### [本文]
生成AI合戦が過熱中 Salesforceが指摘したCopilotの弱点とは
Salesforceのマーク・ベニオフ氏は、「Einstein copilot」をエージェントとしてリブランディングした後、MicrosoftのAI「Copilot」を「Clippit」という初期のエージェントに例えた。
2024年の初め、Salesforceは「Einstein Copilot」を「Agentforce」としてリブランディングした。Agentforceは、顧客や従業員との対話を通して、課題の発見やタスクの優先順位付け、質問や要望への対応などを自律的に実施するものだ。
同社は、目下Agentforceに注力しているが、Microsoftなどの主力プレーヤーもこの自立型生成AIエージェントの領域に参入し、競争が過熱している。
Salesforceのマーク・ベニオフ氏(共同創業者兼CEO)はMicrosoftの「Copilot」を批判し、1990年代から2000年代にかけて使われた「Microsoft Office」のルールベースのエージェント「Clippy」に例えて、そのデメリットを指摘した。Salesforceが指摘したMicrosoft Copilotの弱点とは。

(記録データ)
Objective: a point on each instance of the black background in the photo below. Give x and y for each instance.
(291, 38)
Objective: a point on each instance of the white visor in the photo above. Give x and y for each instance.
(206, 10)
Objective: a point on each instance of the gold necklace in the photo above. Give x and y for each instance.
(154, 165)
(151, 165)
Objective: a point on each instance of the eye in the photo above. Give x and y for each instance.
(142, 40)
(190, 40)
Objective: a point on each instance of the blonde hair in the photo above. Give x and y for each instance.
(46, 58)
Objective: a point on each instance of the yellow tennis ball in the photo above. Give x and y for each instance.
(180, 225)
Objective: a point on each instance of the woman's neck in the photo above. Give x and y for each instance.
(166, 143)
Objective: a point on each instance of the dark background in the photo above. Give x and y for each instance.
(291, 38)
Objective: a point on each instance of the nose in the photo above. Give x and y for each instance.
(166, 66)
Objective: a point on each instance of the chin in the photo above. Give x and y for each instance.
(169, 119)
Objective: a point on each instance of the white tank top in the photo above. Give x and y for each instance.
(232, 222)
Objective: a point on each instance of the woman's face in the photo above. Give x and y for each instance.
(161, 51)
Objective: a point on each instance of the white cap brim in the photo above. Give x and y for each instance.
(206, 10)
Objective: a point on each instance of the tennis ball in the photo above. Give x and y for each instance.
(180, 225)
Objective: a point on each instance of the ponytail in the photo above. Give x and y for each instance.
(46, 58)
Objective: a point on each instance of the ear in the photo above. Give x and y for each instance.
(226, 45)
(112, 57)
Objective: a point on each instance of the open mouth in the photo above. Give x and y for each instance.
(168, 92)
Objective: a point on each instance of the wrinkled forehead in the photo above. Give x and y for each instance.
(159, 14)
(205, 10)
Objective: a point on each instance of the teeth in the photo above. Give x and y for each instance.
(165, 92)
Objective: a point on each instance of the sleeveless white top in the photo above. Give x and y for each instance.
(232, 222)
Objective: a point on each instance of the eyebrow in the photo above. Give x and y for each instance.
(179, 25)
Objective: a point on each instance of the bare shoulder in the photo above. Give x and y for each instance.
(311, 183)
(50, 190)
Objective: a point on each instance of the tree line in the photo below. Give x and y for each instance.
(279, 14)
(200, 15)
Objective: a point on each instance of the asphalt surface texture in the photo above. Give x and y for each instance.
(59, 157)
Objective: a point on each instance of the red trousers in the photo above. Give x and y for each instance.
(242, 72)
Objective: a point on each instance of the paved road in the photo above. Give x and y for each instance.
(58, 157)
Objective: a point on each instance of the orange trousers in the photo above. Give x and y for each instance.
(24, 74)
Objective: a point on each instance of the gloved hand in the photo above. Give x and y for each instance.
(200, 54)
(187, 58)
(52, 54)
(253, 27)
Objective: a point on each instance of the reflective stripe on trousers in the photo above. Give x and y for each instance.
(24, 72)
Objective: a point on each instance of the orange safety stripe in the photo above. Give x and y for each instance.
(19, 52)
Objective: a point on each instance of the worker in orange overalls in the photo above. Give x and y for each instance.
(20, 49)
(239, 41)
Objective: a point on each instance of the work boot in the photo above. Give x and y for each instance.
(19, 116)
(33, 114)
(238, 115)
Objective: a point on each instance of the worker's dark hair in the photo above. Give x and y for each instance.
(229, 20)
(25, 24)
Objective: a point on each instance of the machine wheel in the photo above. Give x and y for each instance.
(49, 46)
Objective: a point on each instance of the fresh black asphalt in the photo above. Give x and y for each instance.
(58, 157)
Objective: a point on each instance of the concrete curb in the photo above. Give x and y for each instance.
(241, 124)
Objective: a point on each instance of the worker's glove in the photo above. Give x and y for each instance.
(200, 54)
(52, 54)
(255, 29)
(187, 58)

### [課題]
a – 生成AI合戦についての本文から、次の問いに答えよ。
(i) 2024年の初めに、Salesforceは「Einstein Copilot」を何という名前にリブランディングしたか。
(ii) 本文で、マーク・ベニオフ氏はSalesforceでどのような役職にあるとされているか。
(iii) 「Microsoft Office」のエージェント「Clippy」は、いつごろ使われていたとされているか。
b – 生成AI合戦についての本文を、最後の文の後から引き継いで書き進めよ。
記録は本文の内容とは関係がない。

### [解答]
a –
(i) Agentforce
(ii) 共同創業者兼CEO
(iii) 1990年代から2000年代にかけて

b –
Salesforceが指摘したMicrosoft Copilotの弱点とは
ベニオフ氏によるバッシングは、2024年8月28日に開催された直近の四半期決算説明会で始まった。同月の年次カンファレンス「Dreamforce」の基調講演において、同氏は踏み込み、「Microsoftの顧客がCopilotへの投資から価値を引き出せていない」と述べ、これを「科学プロジェクト」と呼んだ。ソーシャルメディアで同氏は「Microsoft Copilotはコンテキストやスキル、適応性の欠如に苦しんでいる」と述べた。
これによってSalesforceとMicrosoftの関係はどうなるのだろうか。
直接質問された際にベニオフ氏は「非常に良好だ」と回答したが、その口調には明らかに皮肉がにじんでいた。同氏は「私はMicrosoftが大好きだ。同社は素晴らしい企業だ。同社はビジネスを運営する能力において驚異的な鋭敏さを持っている」と述べた。そして、長年にわたるMicrosoftの競争上の幾つかの問題点を挙げ、Microsoftの「Internet Explorer」によってシェアを失った「Netscape」の問題にまでさかのぼり、米国政府によるMicrosoftに対する反トラスト法の裁判につながったと指摘した。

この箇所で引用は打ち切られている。